■ PAGE EXTRACT
════════
Today we’re going to talk about titles, specifically whether it’s possible to make a salvage title clean again. Have you heard rumors that a clean title could be hiding something? Has a seller ever told you a car’s title used to be salvage but now it’s clean? Even if the physical paper title says “clean” or appears to be clean, there could be more to the story.
Can You Make a Salvage Title Clean Again?
We’ve talked about this subject before on Title Gods. Yet every year, people call and tell us something like this:
“My friend owns a car dealership and he says you can make a salvage title clean again.”
“My car used to have a salvage title, but the dealership said they fixed that before I bought it – now it’s clean.”
As we say in the South, if you pull a person’s leg too hard it’s liable to come off.
The Truth About Salvage Titles
Those statements might sound plausible, but they have a major flaw.
A salvage title is a form of title branding that goes into a vehicle’s title history. That title history is archived by the DMV and your state’s government. It’s unchangeable even if you say pretty please with sugar on top. So, is it possible to make a salvage title clean again? Can a salvage or rebuilt title become clean? Can a salvage title be changed to clean?
The short answer is no.
What About Title Fraud?
The long answer is yes, on the surface. Doing so is a felony and doesn’t erase the salvage history.
Let’s break that down.
Tampering with title branding is a crime
Falling under the umbrella of Auto Dealer Fraud Law, it’s illegal for a dealership or private party to do any of the following things when selling a motor vehicle:
· Misrepresent the title status (title washing)
· Lie about the vehicle’s mileage (odometer fraud)
· Present a false or inaccurate title
How a seller can hide these facts
As a consumer, it’s important to know that these crimes can happen in two ways. A non-disclosure is when the seller intentionally withholds information that would negatively affect the value of the vehicle, like its history as a fleet vehicle or a prior salvage history. Conversely, an affirmative misrepresentation is fancy lingo for a bold-faced lie. That’s when the seller advertises inaccurate details about the vehicle only to gloss over them when you arrive to buy the car.
The car’s title history will never change
The title history maintained by the DMV and state government is tied to a specific VIN number, so it won’t change even if someone produces an illegal title for that vehicle. But the physical paper title could appear to be clean while the title history says otherwise; this deception is far too common, but as a buyer you have ways to protect yourself.
════════
(Photo-based point labeling data)
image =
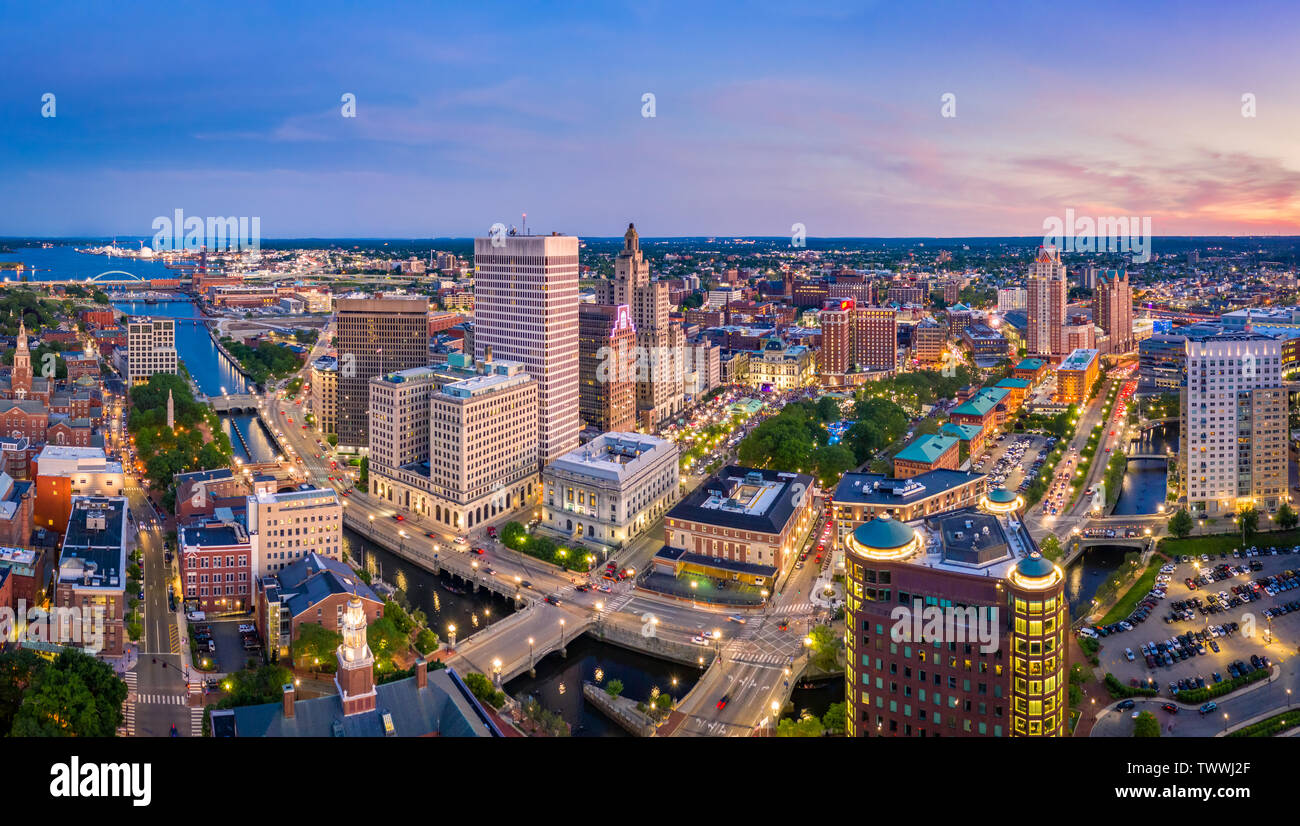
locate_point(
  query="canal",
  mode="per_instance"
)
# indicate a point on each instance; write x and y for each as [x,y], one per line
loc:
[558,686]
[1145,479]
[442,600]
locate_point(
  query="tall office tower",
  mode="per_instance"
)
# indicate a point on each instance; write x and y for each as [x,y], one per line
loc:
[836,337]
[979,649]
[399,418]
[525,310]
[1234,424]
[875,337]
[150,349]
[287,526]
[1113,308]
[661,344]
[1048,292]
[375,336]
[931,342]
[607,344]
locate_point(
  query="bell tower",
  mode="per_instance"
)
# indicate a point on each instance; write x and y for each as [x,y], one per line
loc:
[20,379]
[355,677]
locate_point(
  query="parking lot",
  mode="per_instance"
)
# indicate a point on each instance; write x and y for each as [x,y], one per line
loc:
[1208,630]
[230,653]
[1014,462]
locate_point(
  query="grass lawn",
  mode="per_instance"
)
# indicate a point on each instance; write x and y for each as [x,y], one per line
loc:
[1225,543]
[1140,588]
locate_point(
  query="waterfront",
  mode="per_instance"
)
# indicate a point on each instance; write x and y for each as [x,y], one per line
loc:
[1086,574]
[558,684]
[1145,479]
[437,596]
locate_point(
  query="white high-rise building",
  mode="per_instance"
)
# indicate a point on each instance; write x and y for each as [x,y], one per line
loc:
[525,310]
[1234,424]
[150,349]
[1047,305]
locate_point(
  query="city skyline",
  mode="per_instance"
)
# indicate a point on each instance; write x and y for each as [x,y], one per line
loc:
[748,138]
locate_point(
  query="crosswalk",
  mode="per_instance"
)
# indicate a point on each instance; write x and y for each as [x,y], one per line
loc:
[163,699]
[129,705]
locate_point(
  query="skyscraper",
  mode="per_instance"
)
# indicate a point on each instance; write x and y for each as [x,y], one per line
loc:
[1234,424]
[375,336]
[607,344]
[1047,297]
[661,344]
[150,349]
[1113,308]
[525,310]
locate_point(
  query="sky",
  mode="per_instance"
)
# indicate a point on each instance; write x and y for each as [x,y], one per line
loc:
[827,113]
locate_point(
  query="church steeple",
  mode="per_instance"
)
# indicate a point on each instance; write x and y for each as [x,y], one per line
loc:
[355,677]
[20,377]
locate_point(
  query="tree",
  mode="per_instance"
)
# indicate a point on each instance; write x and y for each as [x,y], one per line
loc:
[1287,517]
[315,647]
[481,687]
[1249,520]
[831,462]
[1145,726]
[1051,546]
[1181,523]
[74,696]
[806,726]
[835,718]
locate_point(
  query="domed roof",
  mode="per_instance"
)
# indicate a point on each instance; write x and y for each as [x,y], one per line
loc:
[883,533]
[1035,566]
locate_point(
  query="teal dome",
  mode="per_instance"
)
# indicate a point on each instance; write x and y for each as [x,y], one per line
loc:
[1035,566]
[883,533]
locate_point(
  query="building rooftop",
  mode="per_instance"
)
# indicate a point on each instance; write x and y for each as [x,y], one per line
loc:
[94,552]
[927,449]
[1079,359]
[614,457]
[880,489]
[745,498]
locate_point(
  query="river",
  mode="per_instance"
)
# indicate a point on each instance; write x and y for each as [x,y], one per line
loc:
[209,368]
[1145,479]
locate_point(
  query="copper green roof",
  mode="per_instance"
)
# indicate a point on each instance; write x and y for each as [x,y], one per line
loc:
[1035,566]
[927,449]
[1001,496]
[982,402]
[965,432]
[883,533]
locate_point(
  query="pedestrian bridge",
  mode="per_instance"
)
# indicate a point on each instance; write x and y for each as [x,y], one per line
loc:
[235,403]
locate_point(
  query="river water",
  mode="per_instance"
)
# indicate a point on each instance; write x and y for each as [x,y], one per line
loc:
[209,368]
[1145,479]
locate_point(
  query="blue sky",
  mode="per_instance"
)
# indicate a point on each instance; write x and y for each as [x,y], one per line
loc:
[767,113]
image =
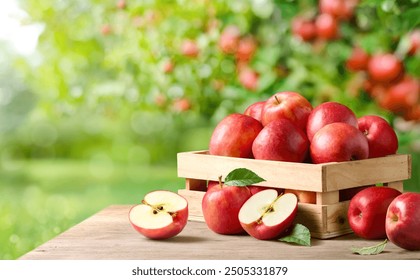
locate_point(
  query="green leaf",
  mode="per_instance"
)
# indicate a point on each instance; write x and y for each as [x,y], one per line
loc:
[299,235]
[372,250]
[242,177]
════════
■ TASK INSTRUCTIONS
1. Reproduce word for word the part of the salvage title article that opens with the words containing "The short answer" and closes with "mileage (odometer fraud)".
2. Continue the article on salvage titles from the point where it stops.
The lines have no connection to the page about salvage titles.

■ ANSWERS BY TASK
1.
The short answer is no.
What About Title Fraud?
The long answer is yes, on the surface. Doing so is a felony and doesn’t erase the salvage history.
Let’s break that down.
Tampering with title branding is a crime
Falling under the umbrella of Auto Dealer Fraud Law, it’s illegal for a dealership or private party to do any of the following things when selling a motor vehicle:
· Misrepresent the title status (title washing)
· Lie about the vehicle’s mileage (odometer fraud)

2.
Here’s a well-known example of these crimes in action.
Texas Dealership Title Washing Scam
In 2013, one Mr. Garrett Grable of Painesville, Ohio found a 2007 Dodge Ram on the website of a car dealership located in Houston, Texas. A one-owner truck advertised with 83,907 miles and no previous accidents, this Ram looked like the perfect buy at right around $26,000.
Mr. Grable flew to Houston to purchase the Ram. He quickly realized the dealer hadn’t mentioned the truck had bad tires, but they quickly agreed to deduct $900 from the truck’s price so Mr. Grable could buy a new set. The deal went through, Mr. Grable drove home to Ohio, and for three years he was a happy man with a nice Texas truck.
In 2016 he decided to upgrade, so he took the truck to a dealership in Ohio for a trade-in evaluation. The dealer ran a Carfax report which revealed that in 2010 – three years prior to Mr. Grable’s purchase – this truck had three reported owners, multiple reported accidents, and a reported 170,000+ miles on the odometer.
Two years of legal action would determine that the dealership bought the truck at auction with no title, then obtained an illegal title before selling the truck to Mr. Grable. Found guilty of odometer fraud and title washing, not to mention non-disclosures and affirmative misrepresentations, the dealer was ordered to pay $52,500 in damages and an additional $76,000 in legal fees. [source]
In short, it is possible to obtain an illegal title for a vehicle which could cover up a salvage title status on the surface – but the car’s title history would not change.
For more on illegal titles and the situation described here, read our article on title washing scams.
How Do I Know for Sure?
Performing a vehicle history report or VIN check would have saved Mr. Grable a heap of hassle. It’s the single smartest thing you can do before buying a used car, and it’s the only way to be sure a deal is as good as it sounds.
Is a vehicle history report worth buying?
Licensing, registration, and taxes account for nearly 10% of your expenses when buying a new or used car. A surprise salvage history could cause a vehicle to lose up to 40% of its value; knowing about it beforehand could save you from making a bad purchase. With 50% of your investment hanging in the balance, spending a few dollars on a vehicle history report is a no-brainer.
Trust your instinct
You can always walk away, even if you’re standing in front of your dream car with cash in hand. Remember, it doesn’t matter how nice the seller’s story sounds if the evidence doesn’t add up. If you ever get a bad feeling about a vehicle for any reason, trust your instinct and walk away.
We offer a $10 VIN Check to help you make the best car buying decision possible. This check will reveal the title history including any previous salvage title status, the date that claim occurred, the state it happened in, and any other accidents on record along with many other helpful facts about the car.
If you have any questions about our VIN Check or car titles in general, please contact us and we’ll be glad to help.
This article is not legal advice.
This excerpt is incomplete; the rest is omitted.